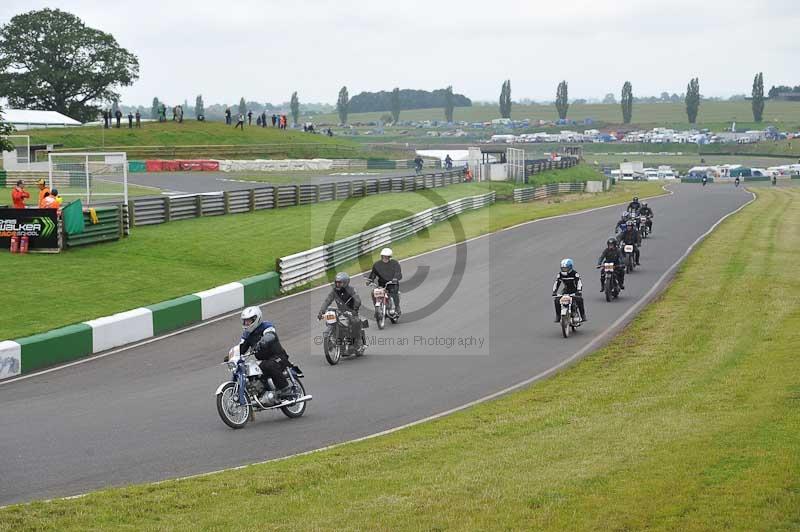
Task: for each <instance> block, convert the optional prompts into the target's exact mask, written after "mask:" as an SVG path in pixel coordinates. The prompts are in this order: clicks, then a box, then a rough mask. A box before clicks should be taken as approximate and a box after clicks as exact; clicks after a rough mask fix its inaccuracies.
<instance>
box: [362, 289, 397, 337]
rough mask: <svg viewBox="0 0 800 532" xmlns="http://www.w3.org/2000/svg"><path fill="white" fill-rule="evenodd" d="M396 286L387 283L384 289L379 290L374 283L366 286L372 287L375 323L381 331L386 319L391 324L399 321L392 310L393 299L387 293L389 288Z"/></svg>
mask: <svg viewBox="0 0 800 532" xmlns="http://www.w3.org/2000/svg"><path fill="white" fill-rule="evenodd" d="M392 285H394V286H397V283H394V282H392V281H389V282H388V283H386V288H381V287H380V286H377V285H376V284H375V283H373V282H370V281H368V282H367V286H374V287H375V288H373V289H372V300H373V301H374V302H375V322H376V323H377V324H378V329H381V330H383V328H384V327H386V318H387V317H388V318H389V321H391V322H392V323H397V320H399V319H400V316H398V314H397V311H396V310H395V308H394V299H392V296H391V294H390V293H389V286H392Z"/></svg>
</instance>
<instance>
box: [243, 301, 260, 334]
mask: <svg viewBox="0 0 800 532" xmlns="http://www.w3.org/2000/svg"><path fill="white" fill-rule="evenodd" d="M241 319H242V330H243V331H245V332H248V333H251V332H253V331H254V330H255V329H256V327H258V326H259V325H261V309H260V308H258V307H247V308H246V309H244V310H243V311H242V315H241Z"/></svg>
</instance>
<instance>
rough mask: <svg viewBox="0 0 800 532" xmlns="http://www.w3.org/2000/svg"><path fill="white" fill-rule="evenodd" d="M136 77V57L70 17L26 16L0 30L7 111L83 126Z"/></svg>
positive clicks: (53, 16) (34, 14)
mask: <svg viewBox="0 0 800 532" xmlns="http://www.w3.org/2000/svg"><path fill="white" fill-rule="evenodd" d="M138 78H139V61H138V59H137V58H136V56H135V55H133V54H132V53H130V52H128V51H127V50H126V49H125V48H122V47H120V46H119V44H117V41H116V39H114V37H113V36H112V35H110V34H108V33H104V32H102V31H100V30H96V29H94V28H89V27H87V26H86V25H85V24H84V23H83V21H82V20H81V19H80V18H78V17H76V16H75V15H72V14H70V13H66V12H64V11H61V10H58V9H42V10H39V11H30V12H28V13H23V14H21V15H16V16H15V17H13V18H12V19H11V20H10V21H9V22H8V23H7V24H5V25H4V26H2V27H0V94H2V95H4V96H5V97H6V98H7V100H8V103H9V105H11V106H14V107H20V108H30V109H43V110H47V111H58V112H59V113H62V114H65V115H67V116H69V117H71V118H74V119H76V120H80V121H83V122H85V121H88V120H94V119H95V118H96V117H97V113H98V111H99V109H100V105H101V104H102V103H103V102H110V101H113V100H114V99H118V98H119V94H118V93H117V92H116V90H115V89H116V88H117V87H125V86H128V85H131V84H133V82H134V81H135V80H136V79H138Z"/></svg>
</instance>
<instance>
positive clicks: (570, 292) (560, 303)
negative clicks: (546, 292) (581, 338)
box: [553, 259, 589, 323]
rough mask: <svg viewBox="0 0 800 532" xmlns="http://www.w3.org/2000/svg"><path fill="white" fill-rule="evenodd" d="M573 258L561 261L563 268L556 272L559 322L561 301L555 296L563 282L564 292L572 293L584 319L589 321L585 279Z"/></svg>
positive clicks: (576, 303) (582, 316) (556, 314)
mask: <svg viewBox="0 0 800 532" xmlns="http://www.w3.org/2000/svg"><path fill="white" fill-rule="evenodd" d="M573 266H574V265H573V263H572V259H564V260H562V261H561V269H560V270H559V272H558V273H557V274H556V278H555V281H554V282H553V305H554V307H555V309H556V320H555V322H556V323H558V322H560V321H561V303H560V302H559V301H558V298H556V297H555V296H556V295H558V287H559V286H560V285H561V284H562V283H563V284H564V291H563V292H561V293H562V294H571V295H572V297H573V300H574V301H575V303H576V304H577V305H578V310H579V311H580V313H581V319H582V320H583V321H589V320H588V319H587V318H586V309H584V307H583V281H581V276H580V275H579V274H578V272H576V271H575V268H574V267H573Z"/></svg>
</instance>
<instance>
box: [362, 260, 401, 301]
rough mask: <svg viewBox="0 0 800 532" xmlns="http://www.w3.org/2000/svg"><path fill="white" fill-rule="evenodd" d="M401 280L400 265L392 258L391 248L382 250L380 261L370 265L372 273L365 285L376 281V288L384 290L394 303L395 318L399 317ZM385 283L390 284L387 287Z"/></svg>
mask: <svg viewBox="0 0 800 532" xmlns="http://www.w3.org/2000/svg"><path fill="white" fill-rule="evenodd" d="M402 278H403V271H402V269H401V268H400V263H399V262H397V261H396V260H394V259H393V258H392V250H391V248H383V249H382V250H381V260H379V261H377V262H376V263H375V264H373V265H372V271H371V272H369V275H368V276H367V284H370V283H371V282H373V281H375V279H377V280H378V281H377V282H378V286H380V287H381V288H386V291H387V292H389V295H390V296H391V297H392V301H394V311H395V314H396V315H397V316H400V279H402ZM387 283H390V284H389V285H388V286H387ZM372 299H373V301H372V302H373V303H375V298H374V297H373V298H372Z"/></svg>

...

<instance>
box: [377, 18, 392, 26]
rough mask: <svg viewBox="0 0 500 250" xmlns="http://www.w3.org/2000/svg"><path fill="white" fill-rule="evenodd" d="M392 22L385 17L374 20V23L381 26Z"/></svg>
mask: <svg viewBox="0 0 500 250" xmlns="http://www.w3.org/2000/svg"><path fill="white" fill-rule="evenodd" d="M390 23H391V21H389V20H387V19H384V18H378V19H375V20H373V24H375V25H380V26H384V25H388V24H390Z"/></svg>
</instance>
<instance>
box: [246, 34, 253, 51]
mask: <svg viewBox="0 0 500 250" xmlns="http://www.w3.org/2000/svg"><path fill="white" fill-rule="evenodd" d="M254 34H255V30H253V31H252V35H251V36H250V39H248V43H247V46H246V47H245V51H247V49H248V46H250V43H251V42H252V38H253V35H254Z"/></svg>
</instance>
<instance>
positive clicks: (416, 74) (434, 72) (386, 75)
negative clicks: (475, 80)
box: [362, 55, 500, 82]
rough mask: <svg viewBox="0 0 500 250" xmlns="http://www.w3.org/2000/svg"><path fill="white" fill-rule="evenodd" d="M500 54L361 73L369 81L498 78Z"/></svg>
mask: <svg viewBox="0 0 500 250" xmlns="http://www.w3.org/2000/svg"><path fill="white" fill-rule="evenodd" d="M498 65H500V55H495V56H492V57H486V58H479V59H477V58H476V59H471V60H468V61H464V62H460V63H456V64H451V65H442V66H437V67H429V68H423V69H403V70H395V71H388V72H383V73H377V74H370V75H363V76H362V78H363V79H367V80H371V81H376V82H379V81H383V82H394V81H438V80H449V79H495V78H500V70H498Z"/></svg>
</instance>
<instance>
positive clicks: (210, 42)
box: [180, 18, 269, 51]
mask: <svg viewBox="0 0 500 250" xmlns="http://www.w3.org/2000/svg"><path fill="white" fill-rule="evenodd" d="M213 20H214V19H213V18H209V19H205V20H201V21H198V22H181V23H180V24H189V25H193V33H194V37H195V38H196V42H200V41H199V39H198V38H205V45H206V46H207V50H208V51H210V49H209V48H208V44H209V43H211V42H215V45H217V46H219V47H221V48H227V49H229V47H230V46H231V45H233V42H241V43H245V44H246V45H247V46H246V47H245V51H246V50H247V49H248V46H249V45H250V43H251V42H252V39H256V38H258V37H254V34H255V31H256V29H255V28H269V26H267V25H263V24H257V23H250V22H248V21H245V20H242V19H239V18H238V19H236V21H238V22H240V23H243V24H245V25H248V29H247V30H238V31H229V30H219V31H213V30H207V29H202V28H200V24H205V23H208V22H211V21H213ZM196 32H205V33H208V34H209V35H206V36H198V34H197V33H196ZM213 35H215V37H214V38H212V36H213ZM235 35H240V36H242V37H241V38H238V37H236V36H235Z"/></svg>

**Prompt**
Rewrite the data from the line with "Task: for each" to the line with "box: [362, 289, 397, 337]", both included, as a numbered list, leaving out any blank lines.

**Result below**
1. Task: for each <instance> block, convert the optional prompts into the target's exact mask, written after "mask:" as an SVG path in pixel coordinates. The prompts are in this order: clicks, then a box, then a rough mask. A box before clicks should be taken as approximate and a box after clicks as exact; clicks after a rough mask fix its inaccuracies.
2. <instance>
3. box: [362, 289, 397, 337]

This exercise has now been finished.